Segment Start: DATA PROVIDED
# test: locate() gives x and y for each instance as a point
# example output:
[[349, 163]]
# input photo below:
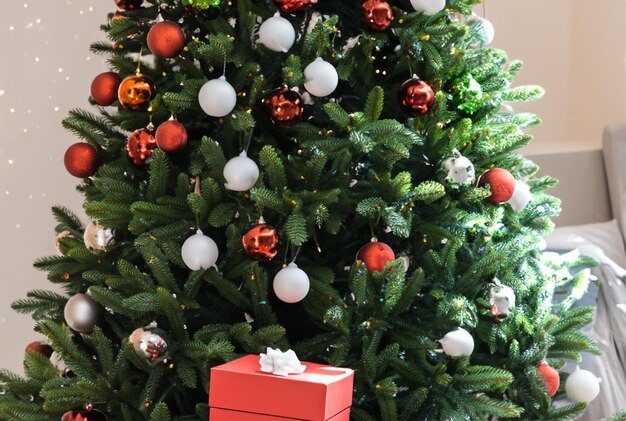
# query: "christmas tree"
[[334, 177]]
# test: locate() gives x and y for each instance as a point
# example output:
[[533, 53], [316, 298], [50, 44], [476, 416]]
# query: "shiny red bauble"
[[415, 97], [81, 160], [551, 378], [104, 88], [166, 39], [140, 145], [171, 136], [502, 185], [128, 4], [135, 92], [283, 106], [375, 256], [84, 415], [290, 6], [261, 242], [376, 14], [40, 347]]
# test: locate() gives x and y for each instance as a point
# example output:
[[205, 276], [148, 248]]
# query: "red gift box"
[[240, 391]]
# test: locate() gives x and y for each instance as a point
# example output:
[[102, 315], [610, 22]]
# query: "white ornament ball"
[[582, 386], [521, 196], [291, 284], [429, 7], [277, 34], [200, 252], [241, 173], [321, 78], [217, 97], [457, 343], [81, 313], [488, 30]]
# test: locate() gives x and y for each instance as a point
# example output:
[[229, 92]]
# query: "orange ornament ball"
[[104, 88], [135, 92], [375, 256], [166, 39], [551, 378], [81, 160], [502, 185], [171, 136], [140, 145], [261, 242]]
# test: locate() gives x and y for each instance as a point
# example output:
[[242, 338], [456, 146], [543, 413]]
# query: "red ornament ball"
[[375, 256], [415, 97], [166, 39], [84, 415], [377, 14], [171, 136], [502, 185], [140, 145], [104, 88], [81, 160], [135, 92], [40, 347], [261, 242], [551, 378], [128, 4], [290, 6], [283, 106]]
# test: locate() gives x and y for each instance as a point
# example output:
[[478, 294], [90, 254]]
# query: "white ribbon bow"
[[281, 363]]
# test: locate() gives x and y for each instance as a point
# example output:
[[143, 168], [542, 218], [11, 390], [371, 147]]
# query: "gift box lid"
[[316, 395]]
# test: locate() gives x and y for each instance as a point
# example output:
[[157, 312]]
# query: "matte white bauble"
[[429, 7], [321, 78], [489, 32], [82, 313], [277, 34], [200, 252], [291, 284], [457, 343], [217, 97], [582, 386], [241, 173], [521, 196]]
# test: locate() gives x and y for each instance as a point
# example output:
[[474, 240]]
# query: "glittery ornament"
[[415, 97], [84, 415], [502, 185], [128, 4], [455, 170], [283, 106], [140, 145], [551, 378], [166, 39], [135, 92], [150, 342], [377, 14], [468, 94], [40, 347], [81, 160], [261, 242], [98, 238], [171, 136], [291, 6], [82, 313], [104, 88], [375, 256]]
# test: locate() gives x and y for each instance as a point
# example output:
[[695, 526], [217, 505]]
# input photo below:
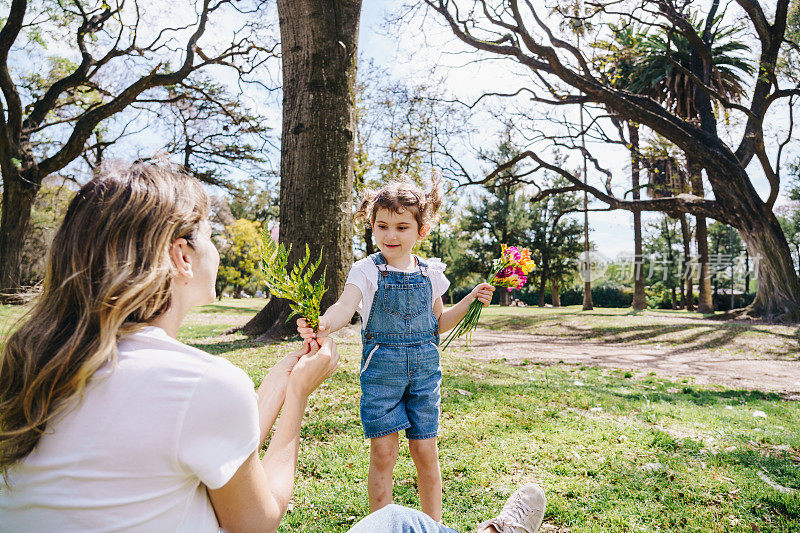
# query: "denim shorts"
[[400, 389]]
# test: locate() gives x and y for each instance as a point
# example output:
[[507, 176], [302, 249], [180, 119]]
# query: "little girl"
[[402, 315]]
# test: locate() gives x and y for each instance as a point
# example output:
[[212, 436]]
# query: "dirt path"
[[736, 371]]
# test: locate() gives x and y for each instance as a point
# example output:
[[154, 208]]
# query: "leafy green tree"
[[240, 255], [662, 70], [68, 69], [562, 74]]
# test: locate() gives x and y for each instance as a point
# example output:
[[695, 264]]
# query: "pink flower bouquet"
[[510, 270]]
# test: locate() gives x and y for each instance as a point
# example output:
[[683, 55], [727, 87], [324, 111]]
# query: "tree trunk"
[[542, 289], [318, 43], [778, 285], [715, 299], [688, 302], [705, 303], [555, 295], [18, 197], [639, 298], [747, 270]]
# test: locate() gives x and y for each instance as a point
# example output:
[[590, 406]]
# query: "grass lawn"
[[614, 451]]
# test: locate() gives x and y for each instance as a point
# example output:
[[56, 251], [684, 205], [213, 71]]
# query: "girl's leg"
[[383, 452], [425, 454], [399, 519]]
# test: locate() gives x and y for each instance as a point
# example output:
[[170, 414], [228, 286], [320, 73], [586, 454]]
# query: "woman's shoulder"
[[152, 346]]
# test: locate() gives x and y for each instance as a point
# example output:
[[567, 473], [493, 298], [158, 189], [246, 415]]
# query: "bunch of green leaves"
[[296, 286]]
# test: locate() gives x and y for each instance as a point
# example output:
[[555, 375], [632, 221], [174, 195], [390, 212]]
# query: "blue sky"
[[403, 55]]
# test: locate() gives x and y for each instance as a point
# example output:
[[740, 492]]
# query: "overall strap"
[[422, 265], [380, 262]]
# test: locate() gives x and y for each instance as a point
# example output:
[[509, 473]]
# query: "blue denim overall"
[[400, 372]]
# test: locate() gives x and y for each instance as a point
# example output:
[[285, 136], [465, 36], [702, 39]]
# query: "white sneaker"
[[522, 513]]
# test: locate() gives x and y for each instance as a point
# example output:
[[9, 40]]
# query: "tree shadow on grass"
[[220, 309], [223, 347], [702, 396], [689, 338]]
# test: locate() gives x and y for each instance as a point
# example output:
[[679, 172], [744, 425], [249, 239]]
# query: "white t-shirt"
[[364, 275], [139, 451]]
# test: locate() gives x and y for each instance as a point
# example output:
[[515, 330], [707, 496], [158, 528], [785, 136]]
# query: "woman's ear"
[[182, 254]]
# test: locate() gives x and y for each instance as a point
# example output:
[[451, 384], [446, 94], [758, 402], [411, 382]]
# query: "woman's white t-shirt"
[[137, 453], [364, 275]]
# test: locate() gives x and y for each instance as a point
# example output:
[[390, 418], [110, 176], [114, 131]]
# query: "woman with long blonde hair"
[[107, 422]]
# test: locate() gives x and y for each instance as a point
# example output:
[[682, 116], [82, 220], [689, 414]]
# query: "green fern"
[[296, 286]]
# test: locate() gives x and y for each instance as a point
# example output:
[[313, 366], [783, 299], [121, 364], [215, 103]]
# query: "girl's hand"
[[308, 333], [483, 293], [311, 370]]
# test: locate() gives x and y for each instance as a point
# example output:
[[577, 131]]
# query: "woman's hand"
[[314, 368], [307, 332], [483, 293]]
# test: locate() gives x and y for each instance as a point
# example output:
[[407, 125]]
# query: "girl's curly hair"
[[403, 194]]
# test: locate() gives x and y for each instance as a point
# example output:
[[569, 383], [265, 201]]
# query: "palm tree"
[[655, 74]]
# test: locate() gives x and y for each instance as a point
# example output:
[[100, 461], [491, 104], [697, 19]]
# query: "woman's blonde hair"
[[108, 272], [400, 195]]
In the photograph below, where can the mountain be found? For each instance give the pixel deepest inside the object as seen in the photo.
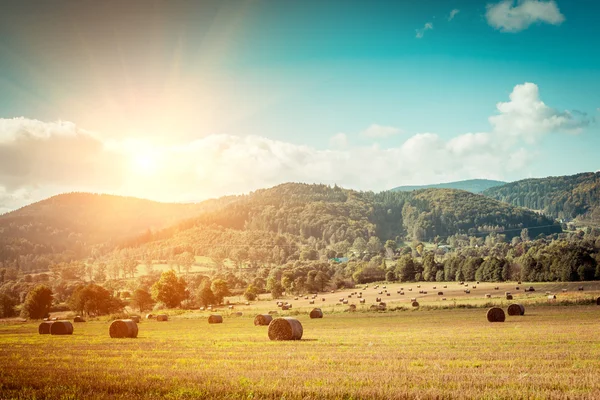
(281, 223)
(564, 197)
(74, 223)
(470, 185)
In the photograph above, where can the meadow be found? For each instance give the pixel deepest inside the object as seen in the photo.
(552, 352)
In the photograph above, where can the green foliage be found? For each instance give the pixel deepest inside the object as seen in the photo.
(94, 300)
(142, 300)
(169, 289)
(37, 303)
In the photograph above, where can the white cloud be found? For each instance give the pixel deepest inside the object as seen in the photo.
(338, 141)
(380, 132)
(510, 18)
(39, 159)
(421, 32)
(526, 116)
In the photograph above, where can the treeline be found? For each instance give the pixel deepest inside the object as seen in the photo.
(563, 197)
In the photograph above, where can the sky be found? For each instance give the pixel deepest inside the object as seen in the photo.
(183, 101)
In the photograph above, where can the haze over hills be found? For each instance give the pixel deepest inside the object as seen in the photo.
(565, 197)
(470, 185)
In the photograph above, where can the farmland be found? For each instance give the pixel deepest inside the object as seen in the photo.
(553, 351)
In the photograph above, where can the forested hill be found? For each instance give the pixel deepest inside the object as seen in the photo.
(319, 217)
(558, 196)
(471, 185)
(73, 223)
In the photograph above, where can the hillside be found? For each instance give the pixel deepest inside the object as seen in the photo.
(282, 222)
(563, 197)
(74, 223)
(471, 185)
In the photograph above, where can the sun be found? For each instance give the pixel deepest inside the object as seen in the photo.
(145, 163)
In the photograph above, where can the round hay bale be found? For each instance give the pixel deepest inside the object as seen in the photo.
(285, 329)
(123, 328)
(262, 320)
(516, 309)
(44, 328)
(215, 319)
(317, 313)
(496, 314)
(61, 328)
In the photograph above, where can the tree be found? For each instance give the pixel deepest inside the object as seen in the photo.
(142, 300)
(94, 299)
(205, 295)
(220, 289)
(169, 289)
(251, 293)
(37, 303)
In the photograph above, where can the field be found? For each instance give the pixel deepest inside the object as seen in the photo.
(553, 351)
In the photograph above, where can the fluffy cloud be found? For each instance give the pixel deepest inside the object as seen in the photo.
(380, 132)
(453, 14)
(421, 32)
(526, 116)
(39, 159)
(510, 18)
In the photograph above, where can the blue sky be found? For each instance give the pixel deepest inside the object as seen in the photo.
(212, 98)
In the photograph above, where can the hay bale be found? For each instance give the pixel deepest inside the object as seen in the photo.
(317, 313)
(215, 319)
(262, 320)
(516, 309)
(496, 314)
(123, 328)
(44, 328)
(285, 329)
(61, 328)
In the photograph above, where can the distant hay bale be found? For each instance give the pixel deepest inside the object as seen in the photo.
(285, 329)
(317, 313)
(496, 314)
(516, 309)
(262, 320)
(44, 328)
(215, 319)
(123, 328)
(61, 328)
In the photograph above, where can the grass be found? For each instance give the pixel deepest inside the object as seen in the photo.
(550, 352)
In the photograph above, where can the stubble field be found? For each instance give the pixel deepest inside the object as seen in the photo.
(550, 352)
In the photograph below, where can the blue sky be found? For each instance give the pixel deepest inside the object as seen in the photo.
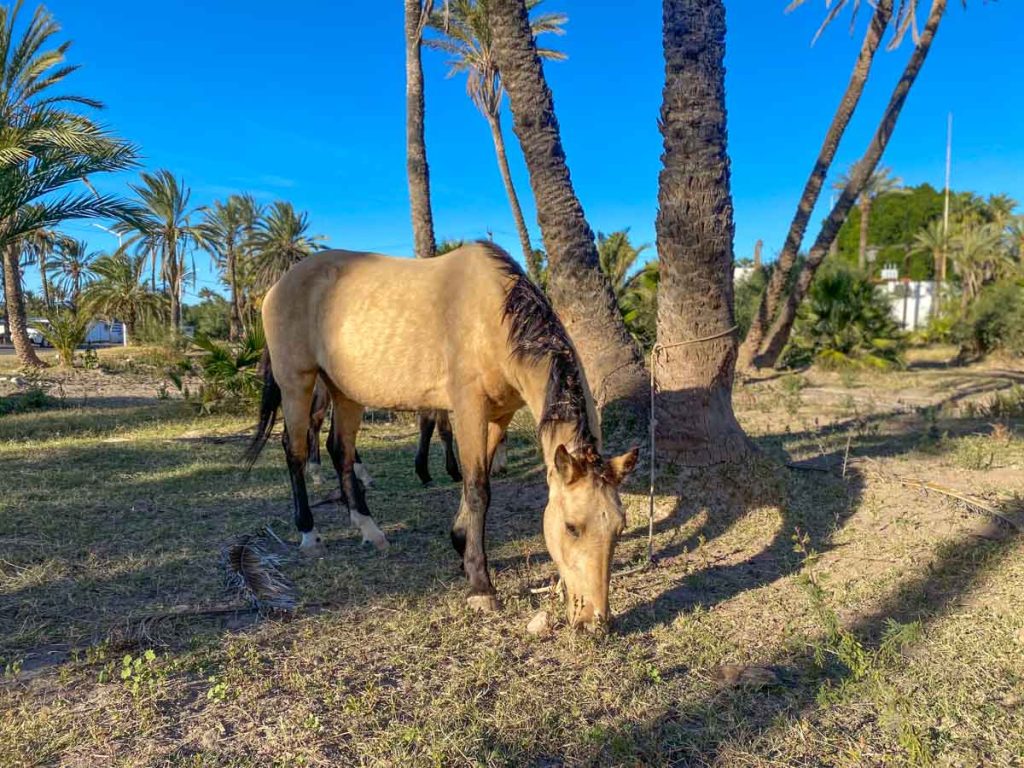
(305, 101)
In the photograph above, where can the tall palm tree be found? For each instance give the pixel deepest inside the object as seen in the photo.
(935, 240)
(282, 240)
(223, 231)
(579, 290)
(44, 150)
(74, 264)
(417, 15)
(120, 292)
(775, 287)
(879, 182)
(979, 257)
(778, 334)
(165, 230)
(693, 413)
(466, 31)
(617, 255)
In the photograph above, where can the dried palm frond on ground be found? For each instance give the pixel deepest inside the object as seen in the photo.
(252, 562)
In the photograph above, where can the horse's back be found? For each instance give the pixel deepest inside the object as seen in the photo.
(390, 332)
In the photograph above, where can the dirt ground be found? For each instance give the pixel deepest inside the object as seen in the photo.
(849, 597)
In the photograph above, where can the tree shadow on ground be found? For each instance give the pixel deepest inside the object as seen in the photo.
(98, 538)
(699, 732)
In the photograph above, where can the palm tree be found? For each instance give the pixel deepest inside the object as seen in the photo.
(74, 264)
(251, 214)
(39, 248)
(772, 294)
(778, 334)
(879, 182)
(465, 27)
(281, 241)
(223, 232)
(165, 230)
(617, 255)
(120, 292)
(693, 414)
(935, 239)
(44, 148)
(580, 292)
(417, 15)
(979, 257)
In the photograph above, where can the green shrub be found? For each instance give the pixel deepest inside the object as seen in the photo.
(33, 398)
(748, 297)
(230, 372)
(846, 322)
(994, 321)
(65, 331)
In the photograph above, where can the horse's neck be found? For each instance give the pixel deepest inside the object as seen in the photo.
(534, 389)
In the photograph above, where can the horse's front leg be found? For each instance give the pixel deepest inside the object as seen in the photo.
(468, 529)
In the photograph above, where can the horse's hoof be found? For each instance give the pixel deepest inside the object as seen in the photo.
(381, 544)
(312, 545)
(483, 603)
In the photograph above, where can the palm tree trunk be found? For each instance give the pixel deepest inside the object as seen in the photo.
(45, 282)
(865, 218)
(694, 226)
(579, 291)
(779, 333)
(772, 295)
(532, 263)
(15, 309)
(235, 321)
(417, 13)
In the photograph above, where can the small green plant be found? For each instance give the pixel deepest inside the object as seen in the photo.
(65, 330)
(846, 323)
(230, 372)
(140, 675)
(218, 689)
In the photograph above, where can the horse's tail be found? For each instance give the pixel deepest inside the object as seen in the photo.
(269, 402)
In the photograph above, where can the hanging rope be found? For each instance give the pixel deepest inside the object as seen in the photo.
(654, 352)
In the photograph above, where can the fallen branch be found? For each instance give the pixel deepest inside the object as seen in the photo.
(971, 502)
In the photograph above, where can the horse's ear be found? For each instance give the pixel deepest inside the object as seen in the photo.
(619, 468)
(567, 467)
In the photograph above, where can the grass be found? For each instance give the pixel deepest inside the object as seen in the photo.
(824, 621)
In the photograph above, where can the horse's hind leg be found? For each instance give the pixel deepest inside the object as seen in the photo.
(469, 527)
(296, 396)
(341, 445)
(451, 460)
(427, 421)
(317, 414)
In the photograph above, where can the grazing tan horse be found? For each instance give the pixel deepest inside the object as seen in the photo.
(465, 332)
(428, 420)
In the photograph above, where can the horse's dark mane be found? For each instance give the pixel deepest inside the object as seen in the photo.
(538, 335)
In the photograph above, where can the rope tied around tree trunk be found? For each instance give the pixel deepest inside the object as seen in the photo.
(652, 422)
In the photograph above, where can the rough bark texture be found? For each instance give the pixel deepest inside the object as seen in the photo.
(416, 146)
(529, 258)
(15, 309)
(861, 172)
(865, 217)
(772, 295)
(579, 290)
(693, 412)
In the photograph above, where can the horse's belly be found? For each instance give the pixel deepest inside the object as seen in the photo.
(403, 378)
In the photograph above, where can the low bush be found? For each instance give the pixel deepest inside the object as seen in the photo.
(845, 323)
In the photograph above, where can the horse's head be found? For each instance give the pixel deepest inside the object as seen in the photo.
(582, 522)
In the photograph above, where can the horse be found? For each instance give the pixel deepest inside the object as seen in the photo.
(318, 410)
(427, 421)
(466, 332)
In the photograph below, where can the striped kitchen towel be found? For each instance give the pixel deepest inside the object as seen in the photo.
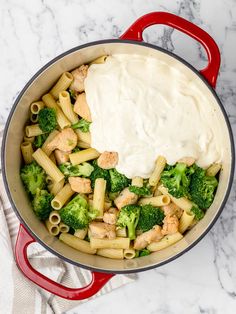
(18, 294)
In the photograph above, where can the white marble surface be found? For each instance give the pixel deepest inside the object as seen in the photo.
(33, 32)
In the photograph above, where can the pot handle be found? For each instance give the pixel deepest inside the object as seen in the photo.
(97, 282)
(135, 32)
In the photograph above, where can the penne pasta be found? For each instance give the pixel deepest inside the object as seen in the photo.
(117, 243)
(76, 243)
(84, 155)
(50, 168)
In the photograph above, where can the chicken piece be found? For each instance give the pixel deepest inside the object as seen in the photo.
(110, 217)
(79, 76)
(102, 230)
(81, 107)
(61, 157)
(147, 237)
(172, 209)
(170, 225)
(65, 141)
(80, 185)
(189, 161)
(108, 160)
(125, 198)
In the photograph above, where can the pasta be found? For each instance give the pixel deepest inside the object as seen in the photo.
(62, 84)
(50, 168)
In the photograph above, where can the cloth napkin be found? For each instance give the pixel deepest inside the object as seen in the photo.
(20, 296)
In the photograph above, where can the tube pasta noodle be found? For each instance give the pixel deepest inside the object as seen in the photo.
Segment End: DATA PROVIDED
• [TASK STATEMENT]:
Starting with the first line of the data above and ending with the line containing "[[533, 53], [316, 298], [50, 44], [476, 416]]", please restate every line exactly, leaving images out.

• [PROBLEM SOLUTION]:
# test: locate() gives x and y for each instance as a point
# example output:
[[349, 163]]
# input photo below:
# query: "christmas tree"
[[334, 177]]
# test: locate() gives x and y for each instance as a point
# example output:
[[533, 53], [316, 298], [50, 44], [476, 416]]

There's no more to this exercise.